__What is needed__
Reproduce word for word the stretch of the material below that starts with the line containing "Please box every wooden plank you can see." and ends with the line containing "[0,135,360,270]", including both of those lines.

__Listing__
=-=-=-=-=
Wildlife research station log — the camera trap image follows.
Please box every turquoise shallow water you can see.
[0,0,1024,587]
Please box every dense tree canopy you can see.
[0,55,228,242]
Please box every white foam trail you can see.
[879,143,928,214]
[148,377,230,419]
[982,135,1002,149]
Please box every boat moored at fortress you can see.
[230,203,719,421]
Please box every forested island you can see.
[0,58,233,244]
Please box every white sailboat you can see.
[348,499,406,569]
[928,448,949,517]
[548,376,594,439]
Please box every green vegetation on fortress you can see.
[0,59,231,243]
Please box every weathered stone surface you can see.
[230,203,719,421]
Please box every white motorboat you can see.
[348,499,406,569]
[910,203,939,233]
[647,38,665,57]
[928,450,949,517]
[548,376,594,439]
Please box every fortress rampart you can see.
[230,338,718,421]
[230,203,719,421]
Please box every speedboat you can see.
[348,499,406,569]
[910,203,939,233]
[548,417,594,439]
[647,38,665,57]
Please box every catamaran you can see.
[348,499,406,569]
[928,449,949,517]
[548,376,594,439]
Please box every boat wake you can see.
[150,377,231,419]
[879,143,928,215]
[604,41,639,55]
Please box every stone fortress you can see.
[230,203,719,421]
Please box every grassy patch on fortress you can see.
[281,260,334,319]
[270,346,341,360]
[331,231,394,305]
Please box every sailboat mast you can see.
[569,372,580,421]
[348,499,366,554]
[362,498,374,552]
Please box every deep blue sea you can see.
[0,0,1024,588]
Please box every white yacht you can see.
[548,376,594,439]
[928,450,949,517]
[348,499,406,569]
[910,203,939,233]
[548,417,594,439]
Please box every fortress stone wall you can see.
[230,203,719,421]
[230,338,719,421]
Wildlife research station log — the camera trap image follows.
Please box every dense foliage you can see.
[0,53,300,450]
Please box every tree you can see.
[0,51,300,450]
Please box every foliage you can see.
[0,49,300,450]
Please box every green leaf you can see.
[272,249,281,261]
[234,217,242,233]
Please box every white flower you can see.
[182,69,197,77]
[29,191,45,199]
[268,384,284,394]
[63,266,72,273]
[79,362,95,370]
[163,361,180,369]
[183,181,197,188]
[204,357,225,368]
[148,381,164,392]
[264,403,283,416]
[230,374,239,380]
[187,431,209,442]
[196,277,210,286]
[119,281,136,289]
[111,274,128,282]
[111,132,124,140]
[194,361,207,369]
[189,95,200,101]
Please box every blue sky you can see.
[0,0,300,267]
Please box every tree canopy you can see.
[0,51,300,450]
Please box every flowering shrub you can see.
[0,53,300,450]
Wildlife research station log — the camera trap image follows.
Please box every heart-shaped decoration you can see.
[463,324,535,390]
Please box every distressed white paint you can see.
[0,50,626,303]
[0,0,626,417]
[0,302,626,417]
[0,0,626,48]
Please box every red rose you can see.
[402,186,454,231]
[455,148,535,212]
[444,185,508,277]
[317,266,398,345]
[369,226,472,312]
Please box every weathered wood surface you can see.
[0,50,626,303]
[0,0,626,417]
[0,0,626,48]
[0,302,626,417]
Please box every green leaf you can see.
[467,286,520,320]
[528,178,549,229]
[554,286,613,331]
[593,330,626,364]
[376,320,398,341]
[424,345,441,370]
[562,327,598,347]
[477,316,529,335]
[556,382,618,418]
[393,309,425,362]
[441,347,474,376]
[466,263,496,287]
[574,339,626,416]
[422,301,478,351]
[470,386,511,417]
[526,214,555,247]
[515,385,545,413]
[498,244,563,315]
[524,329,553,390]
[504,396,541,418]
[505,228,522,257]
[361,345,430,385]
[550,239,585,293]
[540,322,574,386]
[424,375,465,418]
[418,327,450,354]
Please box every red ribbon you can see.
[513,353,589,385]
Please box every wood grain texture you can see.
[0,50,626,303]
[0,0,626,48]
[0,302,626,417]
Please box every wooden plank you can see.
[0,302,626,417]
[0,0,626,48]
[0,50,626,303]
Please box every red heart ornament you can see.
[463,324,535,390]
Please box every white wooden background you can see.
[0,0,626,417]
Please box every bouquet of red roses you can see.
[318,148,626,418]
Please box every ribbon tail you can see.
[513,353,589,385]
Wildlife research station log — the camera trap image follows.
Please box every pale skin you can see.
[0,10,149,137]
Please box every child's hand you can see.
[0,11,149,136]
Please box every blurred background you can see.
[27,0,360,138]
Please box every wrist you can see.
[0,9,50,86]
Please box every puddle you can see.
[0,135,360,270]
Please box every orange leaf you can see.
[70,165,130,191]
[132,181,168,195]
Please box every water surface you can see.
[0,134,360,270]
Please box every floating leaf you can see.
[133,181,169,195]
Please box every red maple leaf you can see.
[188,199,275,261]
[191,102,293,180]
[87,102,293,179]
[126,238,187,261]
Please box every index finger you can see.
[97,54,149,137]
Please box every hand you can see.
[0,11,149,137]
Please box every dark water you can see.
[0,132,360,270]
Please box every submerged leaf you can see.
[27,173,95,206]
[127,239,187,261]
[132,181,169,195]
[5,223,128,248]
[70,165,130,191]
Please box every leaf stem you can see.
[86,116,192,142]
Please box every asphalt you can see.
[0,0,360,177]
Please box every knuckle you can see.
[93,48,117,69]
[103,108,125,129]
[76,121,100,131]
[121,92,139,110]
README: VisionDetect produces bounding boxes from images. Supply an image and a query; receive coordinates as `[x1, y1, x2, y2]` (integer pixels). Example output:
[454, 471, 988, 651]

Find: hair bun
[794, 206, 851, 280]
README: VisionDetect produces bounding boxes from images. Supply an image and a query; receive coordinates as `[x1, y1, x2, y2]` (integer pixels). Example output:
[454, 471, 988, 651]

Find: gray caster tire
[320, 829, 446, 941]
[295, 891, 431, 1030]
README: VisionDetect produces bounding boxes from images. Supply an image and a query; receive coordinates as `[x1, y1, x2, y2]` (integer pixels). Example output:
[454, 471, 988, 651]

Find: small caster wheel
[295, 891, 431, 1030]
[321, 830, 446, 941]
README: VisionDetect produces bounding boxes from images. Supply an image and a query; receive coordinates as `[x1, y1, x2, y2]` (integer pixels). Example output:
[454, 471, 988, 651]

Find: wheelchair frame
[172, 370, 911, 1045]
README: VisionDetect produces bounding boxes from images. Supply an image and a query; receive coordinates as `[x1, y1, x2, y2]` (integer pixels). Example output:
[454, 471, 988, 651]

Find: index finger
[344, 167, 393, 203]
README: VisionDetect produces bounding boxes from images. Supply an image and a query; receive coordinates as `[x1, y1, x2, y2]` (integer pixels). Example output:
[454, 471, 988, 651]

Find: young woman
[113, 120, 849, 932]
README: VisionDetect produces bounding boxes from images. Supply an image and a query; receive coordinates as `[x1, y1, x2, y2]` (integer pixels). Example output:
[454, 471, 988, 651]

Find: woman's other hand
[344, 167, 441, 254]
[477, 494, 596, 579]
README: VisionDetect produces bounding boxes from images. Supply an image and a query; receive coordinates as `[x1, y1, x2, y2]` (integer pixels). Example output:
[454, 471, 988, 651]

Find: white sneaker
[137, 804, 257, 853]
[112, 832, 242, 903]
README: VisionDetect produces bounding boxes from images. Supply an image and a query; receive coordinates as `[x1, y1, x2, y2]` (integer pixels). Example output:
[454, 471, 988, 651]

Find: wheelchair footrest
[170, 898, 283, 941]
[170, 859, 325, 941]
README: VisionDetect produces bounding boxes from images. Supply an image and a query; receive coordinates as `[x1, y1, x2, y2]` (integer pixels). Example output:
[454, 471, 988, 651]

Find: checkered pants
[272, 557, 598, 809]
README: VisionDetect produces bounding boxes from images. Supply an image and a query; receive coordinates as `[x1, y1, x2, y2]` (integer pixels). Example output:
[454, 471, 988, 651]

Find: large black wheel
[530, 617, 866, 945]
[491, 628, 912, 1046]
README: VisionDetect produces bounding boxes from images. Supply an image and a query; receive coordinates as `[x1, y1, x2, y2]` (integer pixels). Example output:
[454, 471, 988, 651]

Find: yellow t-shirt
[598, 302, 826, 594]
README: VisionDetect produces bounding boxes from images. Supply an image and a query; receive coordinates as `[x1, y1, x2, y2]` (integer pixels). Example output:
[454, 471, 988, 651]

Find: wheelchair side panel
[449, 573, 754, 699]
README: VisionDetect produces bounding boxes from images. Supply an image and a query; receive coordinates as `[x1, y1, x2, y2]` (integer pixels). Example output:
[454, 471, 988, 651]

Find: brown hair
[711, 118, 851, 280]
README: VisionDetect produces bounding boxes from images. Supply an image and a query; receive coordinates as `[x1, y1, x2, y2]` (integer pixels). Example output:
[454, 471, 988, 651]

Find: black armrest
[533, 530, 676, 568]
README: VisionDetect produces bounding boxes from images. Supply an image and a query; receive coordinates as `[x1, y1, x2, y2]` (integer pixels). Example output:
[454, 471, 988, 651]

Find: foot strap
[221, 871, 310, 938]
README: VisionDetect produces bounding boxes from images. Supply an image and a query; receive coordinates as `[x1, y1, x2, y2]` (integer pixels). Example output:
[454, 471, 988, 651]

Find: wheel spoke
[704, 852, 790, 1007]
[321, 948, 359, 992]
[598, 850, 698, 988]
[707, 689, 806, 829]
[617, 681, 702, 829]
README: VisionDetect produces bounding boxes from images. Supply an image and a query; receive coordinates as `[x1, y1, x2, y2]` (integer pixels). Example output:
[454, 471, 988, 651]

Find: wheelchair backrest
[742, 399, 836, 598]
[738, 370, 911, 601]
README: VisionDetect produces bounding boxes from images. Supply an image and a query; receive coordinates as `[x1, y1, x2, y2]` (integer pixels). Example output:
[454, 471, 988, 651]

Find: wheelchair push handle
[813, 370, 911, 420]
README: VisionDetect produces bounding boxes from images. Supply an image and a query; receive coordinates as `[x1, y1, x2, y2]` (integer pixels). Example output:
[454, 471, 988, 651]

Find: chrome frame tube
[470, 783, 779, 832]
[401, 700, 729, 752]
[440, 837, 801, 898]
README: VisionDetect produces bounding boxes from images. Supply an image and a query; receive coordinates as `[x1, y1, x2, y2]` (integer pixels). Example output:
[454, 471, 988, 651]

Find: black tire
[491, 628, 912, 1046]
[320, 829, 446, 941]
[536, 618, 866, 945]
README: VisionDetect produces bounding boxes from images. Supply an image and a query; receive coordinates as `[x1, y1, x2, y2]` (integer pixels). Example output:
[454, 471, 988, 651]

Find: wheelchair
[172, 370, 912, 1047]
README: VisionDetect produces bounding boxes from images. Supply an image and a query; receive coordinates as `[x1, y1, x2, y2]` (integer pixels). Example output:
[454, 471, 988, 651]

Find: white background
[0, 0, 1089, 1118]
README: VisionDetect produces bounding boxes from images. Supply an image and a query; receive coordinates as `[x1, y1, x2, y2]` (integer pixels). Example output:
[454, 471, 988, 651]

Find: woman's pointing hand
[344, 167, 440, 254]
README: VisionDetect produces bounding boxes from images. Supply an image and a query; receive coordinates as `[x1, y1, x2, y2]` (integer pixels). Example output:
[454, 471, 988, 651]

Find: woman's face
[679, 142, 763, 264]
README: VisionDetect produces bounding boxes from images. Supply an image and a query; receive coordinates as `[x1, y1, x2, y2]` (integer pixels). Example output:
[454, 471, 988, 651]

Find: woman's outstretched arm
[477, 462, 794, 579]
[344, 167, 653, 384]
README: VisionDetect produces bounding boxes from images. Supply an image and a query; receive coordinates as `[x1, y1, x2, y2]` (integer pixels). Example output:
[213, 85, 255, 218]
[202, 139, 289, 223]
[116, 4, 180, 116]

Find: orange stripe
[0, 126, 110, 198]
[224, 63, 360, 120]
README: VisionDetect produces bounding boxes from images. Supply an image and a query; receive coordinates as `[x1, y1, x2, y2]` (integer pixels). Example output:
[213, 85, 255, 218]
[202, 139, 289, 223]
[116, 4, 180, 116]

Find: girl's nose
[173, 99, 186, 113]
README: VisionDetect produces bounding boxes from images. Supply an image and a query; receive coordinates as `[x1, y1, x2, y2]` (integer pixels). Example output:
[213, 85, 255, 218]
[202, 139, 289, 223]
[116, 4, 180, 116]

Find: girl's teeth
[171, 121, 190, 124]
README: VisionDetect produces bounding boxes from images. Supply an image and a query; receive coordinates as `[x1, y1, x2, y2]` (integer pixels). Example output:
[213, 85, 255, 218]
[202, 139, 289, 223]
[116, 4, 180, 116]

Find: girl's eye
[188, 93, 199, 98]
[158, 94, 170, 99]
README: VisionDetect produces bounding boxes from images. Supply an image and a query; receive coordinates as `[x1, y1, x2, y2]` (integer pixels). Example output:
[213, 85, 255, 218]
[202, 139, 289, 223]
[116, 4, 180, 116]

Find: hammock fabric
=-=-=-=-=
__Complete answer__
Please box every wooden plank you can see.
[0,302,626,417]
[0,0,626,48]
[0,50,626,303]
Please box every red heart ornament you can see.
[463,324,535,390]
Please box every white wooden background you can see.
[0,0,626,417]
Please box every bouquet of red roses you can see.
[318,148,626,418]
Please box every ribbon tail you can see.
[513,353,589,385]
Wildlife research station log — the camera trap image follows.
Please box every pale skin you can see.
[0,10,149,137]
Please box every child's hand you can see.
[0,11,149,136]
Please box every blurred background you can see.
[27,0,360,138]
Please box every wrist you can see.
[0,9,50,86]
Please box every puddle you can see.
[0,135,360,270]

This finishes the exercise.